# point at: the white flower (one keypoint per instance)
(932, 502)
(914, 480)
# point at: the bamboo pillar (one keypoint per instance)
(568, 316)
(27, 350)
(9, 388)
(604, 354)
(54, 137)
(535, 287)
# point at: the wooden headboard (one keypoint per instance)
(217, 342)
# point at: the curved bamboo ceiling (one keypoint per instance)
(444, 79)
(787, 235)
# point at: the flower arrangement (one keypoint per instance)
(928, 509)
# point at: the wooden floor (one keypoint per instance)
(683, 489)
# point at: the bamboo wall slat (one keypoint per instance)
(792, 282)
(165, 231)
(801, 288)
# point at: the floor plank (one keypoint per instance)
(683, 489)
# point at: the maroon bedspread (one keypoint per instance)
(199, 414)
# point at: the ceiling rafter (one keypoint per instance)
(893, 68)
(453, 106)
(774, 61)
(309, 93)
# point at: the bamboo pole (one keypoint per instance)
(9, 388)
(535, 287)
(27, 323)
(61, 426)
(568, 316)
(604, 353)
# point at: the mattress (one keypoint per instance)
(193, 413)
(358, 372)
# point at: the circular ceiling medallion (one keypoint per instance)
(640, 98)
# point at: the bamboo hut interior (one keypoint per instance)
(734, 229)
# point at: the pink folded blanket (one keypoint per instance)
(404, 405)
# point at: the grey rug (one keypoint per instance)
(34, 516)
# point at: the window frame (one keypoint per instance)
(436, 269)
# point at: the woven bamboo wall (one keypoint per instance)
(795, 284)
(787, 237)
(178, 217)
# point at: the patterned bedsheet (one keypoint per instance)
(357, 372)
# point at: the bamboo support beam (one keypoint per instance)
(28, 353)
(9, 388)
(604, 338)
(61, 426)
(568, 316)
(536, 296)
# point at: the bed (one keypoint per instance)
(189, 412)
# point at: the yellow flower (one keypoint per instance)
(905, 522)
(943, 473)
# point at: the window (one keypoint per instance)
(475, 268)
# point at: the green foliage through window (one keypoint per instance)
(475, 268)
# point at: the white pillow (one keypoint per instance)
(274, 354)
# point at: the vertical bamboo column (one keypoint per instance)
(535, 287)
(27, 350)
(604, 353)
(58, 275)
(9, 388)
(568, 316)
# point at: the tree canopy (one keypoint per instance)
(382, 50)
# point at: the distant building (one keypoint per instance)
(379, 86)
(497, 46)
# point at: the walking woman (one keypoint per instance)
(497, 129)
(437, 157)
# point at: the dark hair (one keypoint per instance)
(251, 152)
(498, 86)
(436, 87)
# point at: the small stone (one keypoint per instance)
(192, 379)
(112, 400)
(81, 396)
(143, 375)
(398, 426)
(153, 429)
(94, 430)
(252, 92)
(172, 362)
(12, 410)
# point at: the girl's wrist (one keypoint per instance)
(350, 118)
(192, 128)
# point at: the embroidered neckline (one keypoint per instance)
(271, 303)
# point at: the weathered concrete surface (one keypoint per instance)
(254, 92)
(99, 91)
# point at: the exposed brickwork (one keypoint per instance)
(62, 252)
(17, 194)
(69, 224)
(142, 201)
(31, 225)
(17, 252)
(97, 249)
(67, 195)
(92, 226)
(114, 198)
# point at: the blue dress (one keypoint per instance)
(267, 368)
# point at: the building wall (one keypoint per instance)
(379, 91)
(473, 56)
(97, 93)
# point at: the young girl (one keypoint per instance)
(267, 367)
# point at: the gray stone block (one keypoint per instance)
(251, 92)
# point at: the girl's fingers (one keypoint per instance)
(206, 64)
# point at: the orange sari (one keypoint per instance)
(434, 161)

□ □ □ □

Update every row, swapping "point at" for "mark" wherever it occurs, and leave everything else untouched.

Response:
# mark: the white flower (one keypoint per instance)
(932, 502)
(914, 480)
# mark: the bamboo pillar (one keypoint per instance)
(568, 316)
(27, 350)
(9, 388)
(604, 354)
(54, 137)
(535, 287)
# mark: the wooden headboard (one keypoint per instance)
(217, 342)
# mark: the curved bamboo ceiling (one keypoint per instance)
(444, 79)
(787, 235)
# mark: the flower arrangement (one keypoint per instance)
(928, 509)
# mark: the wooden floor (one keypoint per instance)
(683, 489)
# mark: the bamboo wall slat (one keypoint per instance)
(792, 282)
(165, 231)
(801, 288)
# mark: the floor plank (one keypoint per instance)
(683, 489)
# mark: the maroon bedspread (one keypoint per instance)
(199, 414)
# mark: the ceiling rafter (one keypoint per instance)
(893, 68)
(453, 106)
(774, 61)
(309, 93)
# mark: the bamboo pole (one keypoint per instance)
(9, 388)
(535, 287)
(27, 323)
(61, 426)
(568, 316)
(604, 353)
# mark: the mattress (one keypoint per instance)
(193, 413)
(358, 372)
# mark: the circular ceiling medallion (one keypoint per instance)
(640, 98)
# mark: the bamboo hut interior (one keypoint per instance)
(734, 229)
# mark: the pink folded blanket (one keypoint per instance)
(404, 405)
# mark: the grey rug (one keypoint per instance)
(34, 516)
# mark: the window frame (one keypoint per instance)
(436, 269)
# mark: the woven bamboo wall (one keypoint per instance)
(795, 284)
(787, 237)
(178, 217)
# mark: the patterned bedsheet (one keypoint per instance)
(357, 372)
# mark: the bamboo support beam (one keypoint per instance)
(28, 353)
(9, 388)
(604, 338)
(61, 426)
(568, 316)
(536, 296)
# mark: the bed (one keypoint per instance)
(189, 412)
# mark: the yellow flower (one keypoint per instance)
(905, 522)
(943, 473)
# mark: the window (one keypoint per instance)
(475, 268)
# mark: the green foliage through window (one keypoint per instance)
(475, 268)
# mark: the white pillow (one keypoint per instance)
(274, 354)
# mark: the vertical bamboo column (one keypoint per instance)
(535, 287)
(27, 350)
(604, 353)
(58, 275)
(9, 388)
(568, 316)
# mark: the tree canopy (one keypoint per instance)
(382, 50)
# mark: the distant building (one keypoint per instance)
(379, 86)
(497, 46)
# mark: the walking woman (one keypoint per instance)
(497, 129)
(437, 157)
# mark: the dark hair (one keypoint per instance)
(251, 152)
(498, 86)
(436, 87)
# mark: the small stone (one keypoint per instance)
(192, 379)
(112, 400)
(81, 396)
(143, 375)
(398, 426)
(153, 429)
(94, 430)
(252, 92)
(172, 362)
(12, 410)
# mark: the girl's wrist (one keypoint per instance)
(350, 118)
(192, 128)
# mark: the embroidered neckline (one keypoint per instance)
(271, 303)
# mark: the weathered concrete surface (one keypoint per instance)
(254, 92)
(99, 91)
# mark: the exposed brickwork (one keypoint per instance)
(62, 252)
(17, 194)
(69, 224)
(142, 201)
(31, 225)
(17, 252)
(97, 249)
(67, 195)
(92, 226)
(114, 198)
# mark: the blue dress (one keypoint per instance)
(267, 368)
# mark: the building wall (one keypoint per instance)
(379, 91)
(473, 56)
(97, 93)
# mark: the young girl (one keypoint per instance)
(267, 367)
# mark: the gray stone block (one keypoint per instance)
(251, 92)
# mark: the girl's fingers (one keypoint per instance)
(206, 64)
# mark: the orange sari (one keypoint per instance)
(434, 161)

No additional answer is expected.